» **WORK INSTRUCTION**:
Reproduce word for word the passage of the article below on Hitachi's explosives-detecting boarding gate, starting with "Putting the risk" and going on through "for the venue.".
BEGIN SUPPLIED TEXT
File this one under "nifty gifties" for sure. Hitachi is working with both the University of Yamanashi and the Nippon Signal Company to work on improving security in airports and other venues. The good news here is that it's going to be in one of those less invasive, more efficient, doesn't make you feel like a felon when you paid $400 for a flight kind of way. Instead, Hitachi has created a prototype that builds explosives-detection equipment right into a boarding gate that you would pass through before heading down the ramp to your awaiting plane. The companies say that the process will actually not slow down boarding at all, giving accurate detection readings within two seconds per passenger with the ability to read 1,200 passengers in an hour. The gate will also be able to read a passenger's boarding ticket at the same time.
I know, this is going to add an extra hoop for us to jump through but I'm seeing a positive light in all of this. With as creepy as the TSA agents can sometimes be, along with the differentiating policies from airport to airport and the ability for guns to sometimes not be detected in the naked scanners, removing the human aspect of an added level of security could prove extremely beneficial for the passenger. If the success and efficiency rates soar, perhaps we'll see a more streamlined process on the initial security scanning, you know, without having to remove air tubes from the elderly.
Putting the risk of false positives and other factors aside because this is a prototype, Hitachi and the collective have boasted how portable this system can actually be. The group says that the system is completely mobile and can be set up at sports stadiums, concert halls and other venues around the world. Again, this would remove the human element from the scanning process and save costs on not only payroll, but on overall security costs for the venue.
Check out the source link below for the complete press release and the scientific details on how this whole thing works. I just am pleased to see an attempt at more standard security procedures. We can be sure of one thing on all of this: there would be a lot less "missing" iPads and smartphones if more automated practices are put into place.
END SUPPLIED TEXT
BEGIN LISTED ENTRIES
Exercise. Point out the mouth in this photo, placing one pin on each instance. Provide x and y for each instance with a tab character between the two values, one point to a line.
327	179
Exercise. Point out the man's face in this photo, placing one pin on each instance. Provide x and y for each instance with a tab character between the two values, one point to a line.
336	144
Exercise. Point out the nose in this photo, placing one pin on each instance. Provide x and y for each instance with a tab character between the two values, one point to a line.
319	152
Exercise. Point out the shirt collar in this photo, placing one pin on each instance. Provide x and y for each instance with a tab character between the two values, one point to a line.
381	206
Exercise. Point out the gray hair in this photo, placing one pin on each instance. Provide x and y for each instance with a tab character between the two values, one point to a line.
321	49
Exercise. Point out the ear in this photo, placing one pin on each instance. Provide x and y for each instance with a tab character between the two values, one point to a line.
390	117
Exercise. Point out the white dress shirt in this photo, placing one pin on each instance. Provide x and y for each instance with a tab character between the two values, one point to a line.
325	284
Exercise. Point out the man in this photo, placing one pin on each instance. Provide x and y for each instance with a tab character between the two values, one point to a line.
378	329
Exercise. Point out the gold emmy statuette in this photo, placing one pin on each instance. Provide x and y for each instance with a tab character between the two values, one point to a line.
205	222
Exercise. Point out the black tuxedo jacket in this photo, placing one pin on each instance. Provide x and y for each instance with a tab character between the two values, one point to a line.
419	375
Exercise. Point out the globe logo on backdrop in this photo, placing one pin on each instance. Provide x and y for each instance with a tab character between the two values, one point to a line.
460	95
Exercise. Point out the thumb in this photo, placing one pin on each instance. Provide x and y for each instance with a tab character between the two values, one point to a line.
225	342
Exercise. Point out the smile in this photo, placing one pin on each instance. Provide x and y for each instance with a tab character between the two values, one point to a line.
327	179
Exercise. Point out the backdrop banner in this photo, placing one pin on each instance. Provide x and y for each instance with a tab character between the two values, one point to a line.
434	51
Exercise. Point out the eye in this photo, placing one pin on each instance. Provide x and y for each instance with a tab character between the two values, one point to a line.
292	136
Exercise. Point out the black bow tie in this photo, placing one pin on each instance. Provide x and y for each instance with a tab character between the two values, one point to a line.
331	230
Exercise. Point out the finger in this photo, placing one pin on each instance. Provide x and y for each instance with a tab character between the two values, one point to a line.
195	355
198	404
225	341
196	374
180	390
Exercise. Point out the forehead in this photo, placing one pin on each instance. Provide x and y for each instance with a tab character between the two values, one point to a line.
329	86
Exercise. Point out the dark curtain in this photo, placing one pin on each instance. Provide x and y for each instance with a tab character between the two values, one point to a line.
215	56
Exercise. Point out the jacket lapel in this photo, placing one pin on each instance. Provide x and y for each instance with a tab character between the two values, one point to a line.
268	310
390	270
END LISTED ENTRIES
» **RESPONSE**:
Putting the risk of false positives and other factors aside because this is a prototype, Hitachi and the collective have boasted how portable this system can actually be. The group says that the system is completely mobile and can be set up at sports stadiums, concert halls and other venues around the world. Again, this would remove the human element from the scanning process and save costs on not only payroll, but on overall security costs for the venue.